■ Data
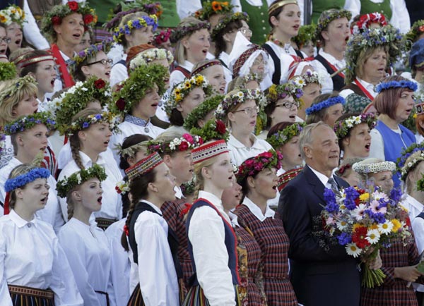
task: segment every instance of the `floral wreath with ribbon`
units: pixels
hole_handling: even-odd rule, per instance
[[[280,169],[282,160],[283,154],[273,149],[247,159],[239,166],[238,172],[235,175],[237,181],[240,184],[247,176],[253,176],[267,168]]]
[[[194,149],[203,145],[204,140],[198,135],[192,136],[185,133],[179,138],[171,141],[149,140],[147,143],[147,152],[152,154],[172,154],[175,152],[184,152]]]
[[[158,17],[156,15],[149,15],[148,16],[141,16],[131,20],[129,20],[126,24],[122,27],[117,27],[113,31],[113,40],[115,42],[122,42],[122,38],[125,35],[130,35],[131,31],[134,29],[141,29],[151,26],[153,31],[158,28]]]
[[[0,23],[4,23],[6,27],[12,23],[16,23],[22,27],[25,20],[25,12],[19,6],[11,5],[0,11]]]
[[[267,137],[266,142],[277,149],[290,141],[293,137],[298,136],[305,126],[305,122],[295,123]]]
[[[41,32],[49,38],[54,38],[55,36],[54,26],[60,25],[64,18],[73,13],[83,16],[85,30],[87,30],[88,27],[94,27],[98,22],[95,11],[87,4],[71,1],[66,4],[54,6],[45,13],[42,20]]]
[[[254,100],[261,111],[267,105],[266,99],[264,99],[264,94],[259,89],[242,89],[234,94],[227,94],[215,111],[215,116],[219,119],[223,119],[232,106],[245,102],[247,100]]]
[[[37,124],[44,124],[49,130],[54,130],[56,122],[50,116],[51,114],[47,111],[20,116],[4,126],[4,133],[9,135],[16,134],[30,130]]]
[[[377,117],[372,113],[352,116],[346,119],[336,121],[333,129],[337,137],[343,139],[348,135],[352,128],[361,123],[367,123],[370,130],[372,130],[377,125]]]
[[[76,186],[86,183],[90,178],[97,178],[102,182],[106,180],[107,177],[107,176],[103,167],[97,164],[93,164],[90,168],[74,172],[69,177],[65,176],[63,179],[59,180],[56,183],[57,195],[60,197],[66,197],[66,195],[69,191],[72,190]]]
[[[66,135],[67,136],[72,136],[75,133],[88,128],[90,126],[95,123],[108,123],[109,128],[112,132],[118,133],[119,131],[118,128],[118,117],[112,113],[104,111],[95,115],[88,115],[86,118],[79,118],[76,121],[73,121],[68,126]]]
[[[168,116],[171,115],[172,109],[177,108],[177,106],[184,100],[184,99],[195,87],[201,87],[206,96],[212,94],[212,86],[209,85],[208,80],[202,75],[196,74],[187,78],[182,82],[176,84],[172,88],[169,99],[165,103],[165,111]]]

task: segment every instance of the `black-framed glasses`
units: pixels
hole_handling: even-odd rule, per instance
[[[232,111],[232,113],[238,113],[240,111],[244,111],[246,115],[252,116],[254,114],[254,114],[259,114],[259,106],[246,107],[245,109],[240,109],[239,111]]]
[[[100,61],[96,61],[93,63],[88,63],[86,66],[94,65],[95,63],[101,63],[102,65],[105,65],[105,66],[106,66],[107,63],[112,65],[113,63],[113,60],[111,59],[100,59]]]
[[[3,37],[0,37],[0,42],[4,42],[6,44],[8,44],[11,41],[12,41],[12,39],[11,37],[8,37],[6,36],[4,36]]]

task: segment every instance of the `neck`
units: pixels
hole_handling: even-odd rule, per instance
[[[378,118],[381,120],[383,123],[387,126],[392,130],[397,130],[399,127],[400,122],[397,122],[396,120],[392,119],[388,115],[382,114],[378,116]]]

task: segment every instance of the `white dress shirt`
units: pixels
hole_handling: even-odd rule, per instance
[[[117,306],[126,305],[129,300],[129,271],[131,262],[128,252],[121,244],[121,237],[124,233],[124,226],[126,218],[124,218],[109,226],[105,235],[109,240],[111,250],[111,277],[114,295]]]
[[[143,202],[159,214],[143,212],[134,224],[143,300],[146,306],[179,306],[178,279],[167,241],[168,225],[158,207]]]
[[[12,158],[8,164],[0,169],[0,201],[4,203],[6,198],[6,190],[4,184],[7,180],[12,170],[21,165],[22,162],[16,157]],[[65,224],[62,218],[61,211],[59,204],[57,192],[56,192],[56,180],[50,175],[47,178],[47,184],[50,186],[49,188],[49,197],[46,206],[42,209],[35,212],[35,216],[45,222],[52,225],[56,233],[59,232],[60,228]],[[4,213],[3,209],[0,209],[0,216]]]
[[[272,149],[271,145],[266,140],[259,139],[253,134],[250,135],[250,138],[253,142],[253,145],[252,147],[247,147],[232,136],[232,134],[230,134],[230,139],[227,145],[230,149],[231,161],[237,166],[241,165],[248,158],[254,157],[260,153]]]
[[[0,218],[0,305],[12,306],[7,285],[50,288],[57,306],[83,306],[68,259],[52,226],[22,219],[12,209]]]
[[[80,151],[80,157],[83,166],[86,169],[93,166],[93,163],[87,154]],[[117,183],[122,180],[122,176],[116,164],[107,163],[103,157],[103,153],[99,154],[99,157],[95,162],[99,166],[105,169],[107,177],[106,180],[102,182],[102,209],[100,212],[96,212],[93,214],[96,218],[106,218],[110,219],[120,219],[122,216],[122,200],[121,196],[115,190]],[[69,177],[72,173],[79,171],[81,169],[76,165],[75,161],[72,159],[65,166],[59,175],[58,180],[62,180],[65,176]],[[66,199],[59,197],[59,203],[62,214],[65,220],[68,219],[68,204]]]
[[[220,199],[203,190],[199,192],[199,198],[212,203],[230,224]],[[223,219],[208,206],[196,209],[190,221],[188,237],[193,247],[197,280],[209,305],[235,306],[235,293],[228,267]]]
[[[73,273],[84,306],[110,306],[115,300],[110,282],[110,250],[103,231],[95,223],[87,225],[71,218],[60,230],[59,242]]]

■ What to work on
From the material above, pull out every line that contains the string "segment", copying each one as it appears. Matches are case-sensitive.

■ Result
task: segment every instance of the `floral wreath with ribbon`
task: segment every instance of the `black-framed glasses`
task: segment every instance of the `neck`
task: segment every instance of the `white dress shirt`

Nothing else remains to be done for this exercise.